■ **Page**:
......
Update on Acquisition of Alphawave by Qualcomm Subsidiary

Alpahwave IP Group

Alphawave IP Group plc’s (LON:AWE) proposed acquisition by Aqua Acquisition Sub LLC, a wholly-owned subsidiary of Qualcomm Incorporated, continues to progress, with key regulatory approvals now received. The transaction is being executed through a Court-sanctioned scheme of arrangement under Part 26 of the Companies Act 2006.

As of 22 October 2025, the waiting period under the U.S. Hart-Scott-Rodino Antitrust Improvements Act expired without objection. In Germany, the Federal Cartel Office confirmed on 24 November 2025 that the transaction does not meet the prohibition criteria under the German Act against Restraints of Competition. In Canada, the applicable waiting period under section 123 of the Competition Act expired on 14 November 2025. These outcomes have satisfied Conditions 3(b), 3(d), 3(e) and part of Condition 3(a) in the scheme documentation.

The final outstanding regulatory condition remains the actual or deemed merger control approval in South Korea. Bidco and Alphawave expect this condition to be satisfied or waived prior to the scheduled Sanction Hearing on 16 December 2025.

Should the South Korean regulatory condition not be satisfied or waived in time, the Sanction Hearing will be postponed. This will also result in revised dates for related events, including the deadlines for Alternative Offer Elections, Currency Elections and the Exchangeable Securities Offer. Any previously submitted elections will remain valid unless withdrawn before the updated Election Return Time.
......
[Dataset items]
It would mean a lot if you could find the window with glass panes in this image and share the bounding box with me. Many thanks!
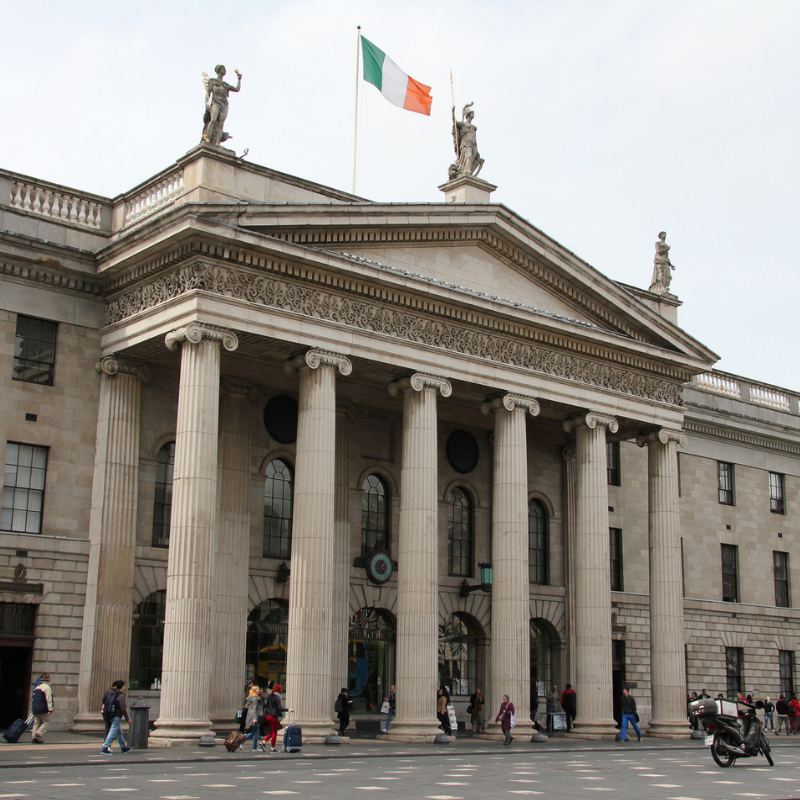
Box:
[717,461,733,506]
[0,442,47,533]
[769,472,786,514]
[447,487,472,578]
[11,314,58,386]
[263,458,294,558]
[721,544,739,603]
[772,550,791,608]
......
■ **Task 1**: For each statement, say whether the Alphawave acquisition update supports it, answering yes or no and quoting the deciding words from the update. (a) The German Federal Cartel Office found that the transaction does not meet the prohibition criteria. (b) The Canadian waiting period expired on 22 October 2025. (c) Previously submitted elections become invalid if the Sanction Hearing is postponed.
■ **Task 2**: Summarize the Alphawave acquisition update in two sentences.
■ **Task 3**: Please write the next paragraph of the Alphawave acquisition update, picking up after its final sentence.
The records are not needed for any of this work.

■ **Reply 1**:
(a) Yes: "the Federal Cartel Office confirmed on 24 November 2025 that the transaction does not meet the prohibition criteria under the German Act against Restraints of Competition"
(b) No: "In Canada, the applicable waiting period under section 123 of the Competition Act expired on 14 November 2025."
(c) No: "Any previously submitted elections will remain valid unless withdrawn before the updated Election Return Time."

■ **Reply 2**: Alphawave IP Group's proposed acquisition by Aqua Acquisition Sub LLC, a wholly-owned subsidiary of Qualcomm, is proceeding through a Court-sanctioned scheme of arrangement and has received key regulatory approvals in the U.S., Germany and Canada. The last outstanding regulatory condition is merger control approval in South Korea, which is expected before the 16 December 2025 Sanction Hearing; if it is not satisfied or waived in time, the hearing and related election deadlines will be postponed.

■ **Reply 3**:
Assuming all conditions are met, the scheme is expected to become effective on 18 December 2025. Trading in Alphawave shares will be suspended by 7:30 a.m. that day, and the listing will be cancelled by 8:00 a.m. on 19 December 2025. New Qualcomm shares and exchangeable securities will be issued by 1 January 2026, with cash consideration payments processed by the same date.

The deadline for submitting Exchangeable Securities Offer forms is 1:00 p.m. on 9 December 2025. For Alternative Offer or Currency Elections, the deadline is 1:00 p.m. on 15 December 2025. Elections must cover an entire shareholding and cannot be split between different offers or currencies unless specific criteria for CREST nominees with pooled accounts are met.

Nominees operating pooled CREST accounts must submit elections from separate CREST member accounts to reflect single, whole shareholding elections for one of the options. If these conditions are not met, such elections will be deemed invalid and shareholders will receive cash consideration in U.S. dollars.

Beneficial owners are advised to liaise promptly with their nominees if they intend to make an election and to ensure all necessary arrangements are in place before the relevant deadlines.

In accordance with Rule 19.6(b) of the Takeover Code, Bidco has announced a revision to the post-offer intentions. While it was initially stated that all non-executive directors would step down following completion of the acquisition, it has now been confirmed that Alphawave’s Chief Executive Officer, Tony Pialis, Chief Financial Officer, Rahul Mathur, and Interim Executive Director, Weili Dai, will also resign from the board.

Tony Pialis and Rahul Mathur will continue their employment with Alphawave post-acquisition, although they will no longer serve as directors. Weili Dai will leave the company entirely upon completion.

The long-stop date for the acquisition to become effective is 11:59 p.m. on 9 June 2026. Further updates will be issued via Regulatory Information Services as necessary.

The full update reads:

On 9 June 2025, in accordance with the UK City Code on Takeovers and Mergers (the “Code“), the boards of Qualcomm, Bidco and Alphawave announced that they had reached agreement on the terms and conditions of a recommended acquisition by Bidco of the entire issued, and to be issued, ordinary share capital of Alphawave (the “Acquisition“). The Acquisition is being implemented by means of a Court-sanctioned scheme of arrangement under Part 26 of the Companies Act 2006 (the “Scheme“).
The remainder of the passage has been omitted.